「1980円スマホ」で第3極目指すUQ mobile 量販店ではauスタッフも動員し“総攻撃”へ
UQ mobileは、1980円でデータ通信2GB/通話60分相当が利用できる「イチキュッパ割」を発表。量販店を中心に販売チャンネルも拡大し、auスタッフとの連携も図る。
UQコミュニケーションズは、格安SIM/格安スマートフォンサービス「UQ mobile」の値下げとサービス拡充を7月1日に行う。また新モデル「DIGNO L」も7月末に発売する。
今回発表した「イチキュッパ割」は、「ぴったりプラン」の月額2980円(税別、以下同)を13カ月限定で1980円に割引くもの。上位プランの「ぴったりプラン たっぷりオプション」も1000円値下げし、2980円で提供する。

### 作業内容
a) UQ mobileの記事をもとに、次の問いに答えてください。
(i) 「イチキュッパ割」による割引は何カ月限定か。
(ii) 7月末に発売される新モデルの名称は何か。
(iii) 「ぴったりプラン たっぷりオプション」は値下げ後いくらで提供されるか。
b) UQ mobileの記事を、最後の文の後から書き継いでください。

### 記録情報
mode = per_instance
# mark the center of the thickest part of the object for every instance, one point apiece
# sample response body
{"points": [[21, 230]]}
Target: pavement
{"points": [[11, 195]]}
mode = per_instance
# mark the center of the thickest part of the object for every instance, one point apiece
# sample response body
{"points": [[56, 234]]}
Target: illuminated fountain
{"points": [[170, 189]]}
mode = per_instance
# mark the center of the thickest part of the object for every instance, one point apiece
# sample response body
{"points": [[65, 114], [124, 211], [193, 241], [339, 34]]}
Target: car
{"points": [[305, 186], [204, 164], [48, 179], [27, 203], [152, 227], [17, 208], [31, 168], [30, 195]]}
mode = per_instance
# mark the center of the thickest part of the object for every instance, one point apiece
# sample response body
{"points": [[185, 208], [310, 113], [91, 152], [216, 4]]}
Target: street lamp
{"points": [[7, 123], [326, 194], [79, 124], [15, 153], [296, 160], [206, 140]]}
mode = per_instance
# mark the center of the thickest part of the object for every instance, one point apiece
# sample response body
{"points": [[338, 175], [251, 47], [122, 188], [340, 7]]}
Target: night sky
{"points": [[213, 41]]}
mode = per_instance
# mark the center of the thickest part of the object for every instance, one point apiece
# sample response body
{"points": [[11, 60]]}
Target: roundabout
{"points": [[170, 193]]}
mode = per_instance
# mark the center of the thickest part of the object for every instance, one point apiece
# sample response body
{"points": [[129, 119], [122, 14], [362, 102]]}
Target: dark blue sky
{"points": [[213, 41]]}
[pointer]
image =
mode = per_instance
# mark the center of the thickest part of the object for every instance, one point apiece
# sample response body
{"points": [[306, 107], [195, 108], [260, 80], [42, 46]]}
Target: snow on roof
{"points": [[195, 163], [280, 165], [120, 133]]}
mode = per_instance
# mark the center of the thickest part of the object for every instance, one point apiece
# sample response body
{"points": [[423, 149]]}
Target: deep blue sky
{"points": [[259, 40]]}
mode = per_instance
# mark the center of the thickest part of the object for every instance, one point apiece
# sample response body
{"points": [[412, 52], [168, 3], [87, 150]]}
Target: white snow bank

### 想定解答
a)
(i) 13カ月
(ii) DIGNO L
(iii) 2980円(税別)

b)
ぴったりプランには月間データ容量1GBと無料通話分1200円(30分相当)が含まれているが、これをデータ2GB/通話2400円分(60分相当)へ倍増。たっぷりオプションもデータ6GB/通話4800円分(120分相当)が利用できる。イチキュッパ割は期間限定で14カ月目からは料金が元にもどるが、データ容量と無料通話分は倍増のまま、25カ月間続ける。
DIGNO Lは、KDDI(au)が発売した“ハンドソープで洗えるスマホ”「DIGNO rafre KYV36」がベースの京セラ製端末。端末価格は未定だが、UQの端末購入割引などを適用して実質0円で販売する見込みだ。
6月23日から、ユーザー専用の「UQ mobileポータルアプリ」も配信。データ通信の高速モードと節約(速度制限)モードをワンタッチで切り替えでき、データ残量もひと目で確認できる。UQ mobileは速度制限時の通信速度が上下300kbpsと、他の通信事業者に比べて比較的快適。300kbps通信ではデータ残量もカウントしないため、動画視聴は難しいが「SNSが無料で利用できる」として訴求する。
このほか、WiMAXサービスで行っている15日間の無料貸し出しサービスもスマホに拡大。「Try UQ mobile」として、端末+SIMカードのセットまたはSIMカードのみ(nanoSIM)を貸しだす。サービスはデータ通信のみで、音声通話はできない。
量販店ではauスタッフも動員して「総攻撃」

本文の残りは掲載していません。